::: Record excerpts

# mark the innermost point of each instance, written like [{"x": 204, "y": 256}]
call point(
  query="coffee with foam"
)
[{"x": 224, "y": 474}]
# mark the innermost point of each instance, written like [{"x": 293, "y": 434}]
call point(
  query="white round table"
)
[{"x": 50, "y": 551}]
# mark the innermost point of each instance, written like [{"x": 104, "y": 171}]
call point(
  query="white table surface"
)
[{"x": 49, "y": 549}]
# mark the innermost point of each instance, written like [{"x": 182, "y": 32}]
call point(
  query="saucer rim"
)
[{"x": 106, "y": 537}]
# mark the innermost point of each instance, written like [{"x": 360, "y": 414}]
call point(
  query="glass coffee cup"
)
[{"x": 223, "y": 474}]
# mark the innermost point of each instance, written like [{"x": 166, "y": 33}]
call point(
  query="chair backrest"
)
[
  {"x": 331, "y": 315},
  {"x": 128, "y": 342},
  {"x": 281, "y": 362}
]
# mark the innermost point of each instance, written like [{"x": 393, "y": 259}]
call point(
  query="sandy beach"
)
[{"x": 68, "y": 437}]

::::::

**Task:** Format every row above as a numbered list, leaving out any blank lines.

**Reply to the exercise:**
1. # mark the innermost point of each instance, written like [{"x": 204, "y": 256}]
2. call point(
3.   query="coffee with foam"
4. )
5. [{"x": 224, "y": 474}]
6. # mark the innermost point of each instance, written like [{"x": 293, "y": 434}]
7. call point(
8.   query="white round table"
9. )
10. [{"x": 50, "y": 551}]
11. # mark the innermost point of each instance, written like [{"x": 104, "y": 171}]
12. call point(
13.   query="white table surface"
14. )
15. [{"x": 49, "y": 549}]
16. # mark the innermost point of each instance, written like [{"x": 182, "y": 32}]
17. call point(
18.   query="saucer rim"
19. )
20. [{"x": 106, "y": 537}]
21. # mark the innermost point of each instance, written like [{"x": 360, "y": 414}]
22. call point(
23.   query="glass coffee cup"
24. )
25. [{"x": 223, "y": 474}]
26. # mark the innermost point of each instance, written like [{"x": 166, "y": 33}]
27. call point(
28.   query="chair backrest"
29. )
30. [
31.   {"x": 331, "y": 315},
32.   {"x": 128, "y": 342},
33.   {"x": 281, "y": 362}
34. ]
35. # mark the innermost point of each instance, written like [{"x": 393, "y": 259}]
36. call point(
37.   query="sandy beach"
38. )
39. [{"x": 68, "y": 437}]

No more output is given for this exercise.